According to Azure Cygler, the fisheries and aquaculture extension specialist at the URI Coastal Resources Center and Rhode Island Sea Grant who led the project, the plan is designed to combat a naturally occurring bacterium that shellfish filter from seawater. The bacterium, Vibrio parahaemolyticus, does not harm oysters or humans when consumed in small quantities, but it can multiply rapidly when shellfish are exposed to warm temperatures, particularly when the oysters have been harvested and are left in the sun for extended periods.
“That’s when it can become a public health threat,” said Cygler. “It can make people really sick, especially the elderly and those with suppressed immune systems.”
While very few Rhode Islanders have become sick from Vibrio in oysters in recent years, those in nearby states have been affected, and warming waters due to climate change will increase the likelihood that it could become a problem here. Just three verified cases from one site in a given year would trigger the U.S. Food and Drug Administration to impose onerous rules on the oyster aquaculture industry. So the FDA recommended that a plan be developed for implementation this summer.

════════

• **Brief A**:
Answer these questions from the passage on Vibrio in oysters.
(i) Who led the project?
(ii) According to Cygler, which people can Vibrio make especially sick?
(iii) How many verified cases from one site in a given year would lead the FDA to impose rules on the oyster aquaculture industry?
• **Brief B**: Copy word for word the part of the passage on Vibrio in oysters starting at "While very few" and ending at "implementation this summer.".
Use only the passage on Vibrio in oysters and no other source.

• **Supplied material**:
════════

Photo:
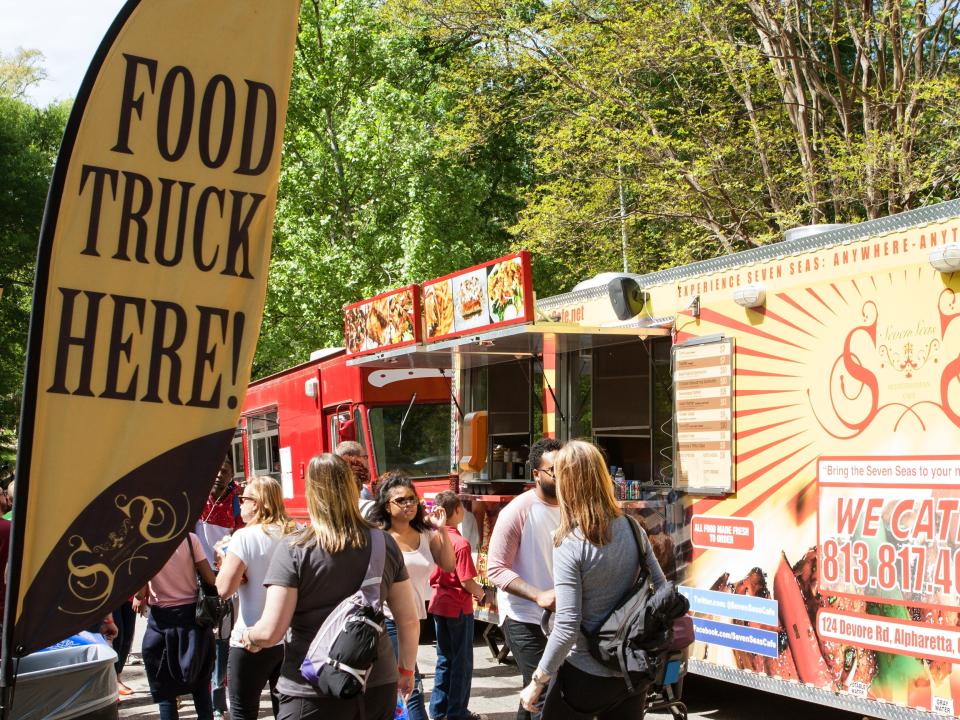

════════

• **Exercise response A**:
(i) Azure Cygler, the fisheries and aquaculture extension specialist at the URI Coastal Resources Center and Rhode Island Sea Grant.
(ii) The elderly and those with suppressed immune systems.
(iii) Three.

• **Exercise response B**:
While very few Rhode Islanders have become sick from Vibrio in oysters in recent years, those in nearby states have been affected, and warming waters due to climate change will increase the likelihood that it could become a problem here. Just three verified cases from one site in a given year would trigger the U.S. Food and Drug Administration to impose onerous rules on the oyster aquaculture industry. So the FDA recommended that a plan be developed for implementation this summer.